START Source information

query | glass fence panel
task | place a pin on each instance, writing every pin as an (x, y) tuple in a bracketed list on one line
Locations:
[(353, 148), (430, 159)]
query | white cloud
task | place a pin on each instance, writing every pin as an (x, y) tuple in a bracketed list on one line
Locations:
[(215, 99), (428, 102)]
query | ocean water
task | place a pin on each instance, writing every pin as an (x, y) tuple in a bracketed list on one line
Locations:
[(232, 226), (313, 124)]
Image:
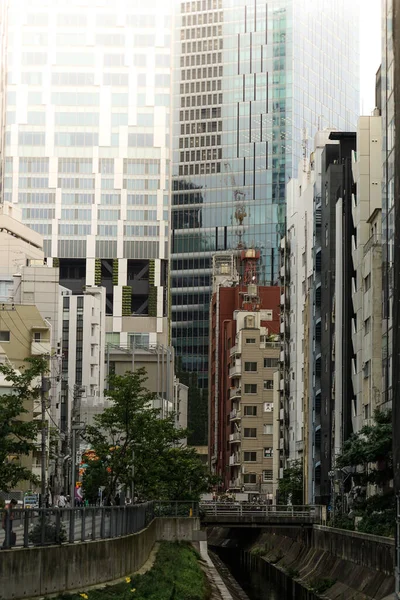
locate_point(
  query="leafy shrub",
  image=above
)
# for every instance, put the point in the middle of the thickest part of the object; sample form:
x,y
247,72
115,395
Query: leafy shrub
x,y
51,536
319,585
258,551
277,558
176,575
292,572
382,523
342,522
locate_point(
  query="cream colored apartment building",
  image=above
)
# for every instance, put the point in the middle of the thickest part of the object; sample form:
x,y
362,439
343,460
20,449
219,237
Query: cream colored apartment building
x,y
254,359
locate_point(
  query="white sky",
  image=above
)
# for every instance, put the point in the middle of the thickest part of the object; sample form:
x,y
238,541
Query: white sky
x,y
370,52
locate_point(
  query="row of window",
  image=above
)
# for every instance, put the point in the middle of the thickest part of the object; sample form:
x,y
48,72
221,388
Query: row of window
x,y
201,73
203,155
252,477
141,184
197,115
201,32
251,432
252,367
145,166
199,100
202,19
202,169
202,46
251,410
200,5
251,388
36,198
252,456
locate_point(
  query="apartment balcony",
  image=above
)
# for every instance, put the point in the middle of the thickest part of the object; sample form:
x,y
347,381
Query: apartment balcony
x,y
235,393
234,460
39,348
235,484
235,414
235,371
234,350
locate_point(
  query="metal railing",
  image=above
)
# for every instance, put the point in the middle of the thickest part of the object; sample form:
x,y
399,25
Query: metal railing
x,y
249,509
374,240
24,527
176,509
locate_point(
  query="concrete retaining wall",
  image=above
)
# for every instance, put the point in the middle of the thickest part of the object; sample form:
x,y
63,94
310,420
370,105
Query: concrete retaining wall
x,y
30,572
361,565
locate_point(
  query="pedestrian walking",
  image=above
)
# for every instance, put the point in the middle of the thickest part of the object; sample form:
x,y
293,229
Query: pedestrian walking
x,y
10,537
62,501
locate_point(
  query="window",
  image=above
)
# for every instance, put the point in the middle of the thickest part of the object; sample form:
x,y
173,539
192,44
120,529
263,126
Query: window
x,y
270,363
250,388
250,366
267,475
367,326
367,369
250,456
250,432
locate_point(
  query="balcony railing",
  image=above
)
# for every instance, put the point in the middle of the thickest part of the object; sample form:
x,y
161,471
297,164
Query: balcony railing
x,y
235,414
374,240
235,371
235,392
234,459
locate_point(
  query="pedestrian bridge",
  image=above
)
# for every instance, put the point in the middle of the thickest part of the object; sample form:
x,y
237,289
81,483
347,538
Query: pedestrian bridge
x,y
246,514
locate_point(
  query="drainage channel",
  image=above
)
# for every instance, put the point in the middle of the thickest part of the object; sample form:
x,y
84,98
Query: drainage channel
x,y
243,579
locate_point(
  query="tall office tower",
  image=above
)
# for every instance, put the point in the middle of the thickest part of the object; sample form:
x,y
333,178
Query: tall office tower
x,y
86,121
253,82
388,195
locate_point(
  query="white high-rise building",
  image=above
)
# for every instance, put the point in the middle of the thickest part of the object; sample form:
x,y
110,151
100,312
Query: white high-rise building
x,y
86,122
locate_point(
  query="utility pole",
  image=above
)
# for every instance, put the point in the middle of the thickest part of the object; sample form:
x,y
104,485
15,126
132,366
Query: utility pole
x,y
74,430
44,388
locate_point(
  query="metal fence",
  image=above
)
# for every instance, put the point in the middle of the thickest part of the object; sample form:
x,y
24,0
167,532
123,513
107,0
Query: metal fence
x,y
250,509
42,527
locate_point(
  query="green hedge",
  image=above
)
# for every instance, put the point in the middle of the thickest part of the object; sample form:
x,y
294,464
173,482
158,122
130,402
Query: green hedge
x,y
176,575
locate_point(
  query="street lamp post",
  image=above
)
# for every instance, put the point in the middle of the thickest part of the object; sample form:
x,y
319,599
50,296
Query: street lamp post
x,y
74,429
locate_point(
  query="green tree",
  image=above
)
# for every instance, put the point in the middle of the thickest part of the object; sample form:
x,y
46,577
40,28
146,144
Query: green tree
x,y
291,484
94,477
370,451
133,444
17,431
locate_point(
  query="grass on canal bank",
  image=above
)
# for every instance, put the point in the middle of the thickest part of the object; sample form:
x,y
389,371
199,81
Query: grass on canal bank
x,y
176,575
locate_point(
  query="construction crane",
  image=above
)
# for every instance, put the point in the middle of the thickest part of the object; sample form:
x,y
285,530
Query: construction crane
x,y
239,198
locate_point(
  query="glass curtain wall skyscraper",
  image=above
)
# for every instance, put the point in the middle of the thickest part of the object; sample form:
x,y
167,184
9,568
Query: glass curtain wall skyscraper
x,y
86,122
253,83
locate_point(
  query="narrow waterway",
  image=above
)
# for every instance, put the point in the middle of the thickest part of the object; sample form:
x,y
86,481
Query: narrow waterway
x,y
253,581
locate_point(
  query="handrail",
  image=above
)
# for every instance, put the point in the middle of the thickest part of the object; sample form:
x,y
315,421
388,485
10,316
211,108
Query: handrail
x,y
49,526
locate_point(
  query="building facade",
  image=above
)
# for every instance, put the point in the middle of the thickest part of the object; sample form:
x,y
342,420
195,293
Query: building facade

END Source information

■ Your assignment ■
Return the material exactly as written, except for any pictures it holds.

■ Exercise result ■
query | glass fence panel
task | place a pin on each instance, writing every pin as an (x, y) tuple in a bracketed list on one line
Locations:
[(353, 148), (430, 159)]
query | white cloud
task | place a pin on each instance, writing every pin as an (x, y) tuple in a bracketed list on one line
Locations:
[(215, 99), (428, 102)]
query | ocean water
task | place a pin on each instance, writing every pin as an (x, y) tuple in a bracketed list on one line
Locations:
[(232, 226), (313, 124)]
Image:
locate_point(
  query="leafy shrub",
  image=above
)
# for every instance, put the point in the middle of the thickest part of the object; sample form:
x,y
247,72
115,395
Query: leafy shrub
x,y
51,536
319,585
258,551
277,558
176,575
292,572
382,523
342,522
locate_point(
  query="cream colored apartment building",
  image=above
)
# for every instance, put the point in the middle of the thickest part of the object; sample form:
x,y
362,439
343,460
20,449
219,237
Query: cream colored apartment building
x,y
254,359
locate_point(
  query="white sky",
  image=above
)
# for every instance, put the point in the middle of the thickest part of the object; sample form:
x,y
238,541
Query: white sky
x,y
370,52
locate_point(
  query="row of window",
  image=above
)
# for every instance, put the point in the middle of the thickest part of the object; sample form:
x,y
48,72
221,388
Query: row of window
x,y
201,73
203,155
252,477
141,184
197,115
201,32
251,432
252,367
145,166
199,100
202,19
202,169
202,46
251,410
200,5
251,388
36,198
252,456
locate_point(
  query="apartment balcony",
  image=above
)
# for every instance, put the point in the middle of the thickest part of the object; sample form:
x,y
347,381
Query: apartment balcony
x,y
235,393
234,460
39,348
235,484
235,414
235,371
234,350
locate_point(
  query="metal railing",
  image=above
)
# for every instance, put the point in the middle of the thickest part of the object; sample form:
x,y
399,25
Query: metal railing
x,y
249,509
374,240
24,527
176,509
locate_point(
  query="concrete retaining wall",
  image=above
)
# for every instance, put the point in the middle of the thickest part of the object; sample form:
x,y
63,94
310,420
370,105
Query: concrete retaining wall
x,y
30,572
361,565
locate_point(
  query="pedestrian walking",
  image=above
)
# for every instance, put the point in the middle of the thickest part of the object; sample form:
x,y
293,229
Query: pedestrian walking
x,y
10,537
62,501
locate_point(
  query="window",
  image=above
)
# for every instance, put the point in the middle of the thickest part of the object; sample form:
x,y
173,539
192,44
120,529
263,126
Query: window
x,y
270,363
250,388
250,366
267,475
367,326
367,369
250,456
250,432
locate_point(
  query="balcony railing",
  image=above
)
# for every instance, put the point in the middle of the thickest part of the object; sample form:
x,y
161,471
297,164
Query: balcony railing
x,y
235,414
374,240
235,371
235,392
234,459
locate_point(
  query="pedestrian bridge",
  image=above
)
# for every instance, put the point in the middle of the thickest part of the object; sample form:
x,y
237,289
81,483
347,538
Query: pedestrian bridge
x,y
246,514
locate_point(
  query="drainage channel",
  image=above
)
# for every instance, put the point in the middle of the thickest part of the object; sample form:
x,y
84,98
Query: drainage channel
x,y
243,579
locate_point(
  query="tall office tower",
  image=above
)
# for every instance, put the point in the middle of the thickest part of the object; sample form:
x,y
333,178
Query: tall office tower
x,y
86,121
253,82
388,195
locate_point(
  query="white high-rise building",
  image=above
)
# for every instance, put the point in the middle of the thickest part of the object; sample form:
x,y
110,151
100,312
Query: white high-rise building
x,y
86,122
locate_point(
  query="utility pole",
  image=above
)
# for every instance, put the point in the middle of the thickest part of the object; sample form:
x,y
104,485
15,126
132,366
Query: utility pole
x,y
74,430
44,388
locate_point(
  query="metal fence",
  image=above
)
# for every instance, put the point in the middle of the thickest part of the object; sample form:
x,y
24,0
167,532
123,513
107,0
Query: metal fence
x,y
250,509
42,527
locate_point(
  query="green hedge",
  image=above
)
# for every instance, put the point in the middle of the thickest part of the object; sample form:
x,y
294,464
173,482
158,122
130,402
Query: green hedge
x,y
176,575
locate_point(
  query="street lamp post",
  image=above
)
# for every instance, put the point in the middle of the thickest part of the object; sample form:
x,y
319,599
50,296
Query: street lamp post
x,y
74,429
locate_point(
  query="green tree",
  image=above
)
# for every instance, put the point in the middle of the thickest part of the object; sample form:
x,y
46,577
40,28
146,144
Query: green tree
x,y
291,484
94,477
370,451
133,444
17,431
locate_point(
  query="grass on canal bank",
  image=above
)
# for every instance, put the point in the middle of the thickest part of the object; sample form:
x,y
389,371
199,81
Query: grass on canal bank
x,y
176,575
locate_point(
  query="construction crane",
  image=above
)
# for every instance, put the point in the middle of the thickest part of the object; sample form:
x,y
285,530
Query: construction crane
x,y
239,198
locate_point(
  query="glass curtain wall skyscraper",
  image=above
)
# for every instance, put the point in the middle of the thickest part of the object; sample form:
x,y
167,184
9,568
Query: glass curtain wall skyscraper
x,y
86,122
253,83
locate_point(
  query="narrow waterway",
  image=above
)
# for every instance, put the point in the middle of the thickest part of the object; sample form:
x,y
86,481
Query: narrow waterway
x,y
253,581
locate_point(
  query="handrail",
  image=above
)
# for every instance, put the point in the middle of the thickest part of the object; sample form:
x,y
315,421
388,485
10,316
211,108
Query: handrail
x,y
49,526
locate_point(
  query="building facade",
  image=above
)
# for every instance, put the point in the middle of the thickest part of the object; sample form:
x,y
342,420
195,293
Query: building facade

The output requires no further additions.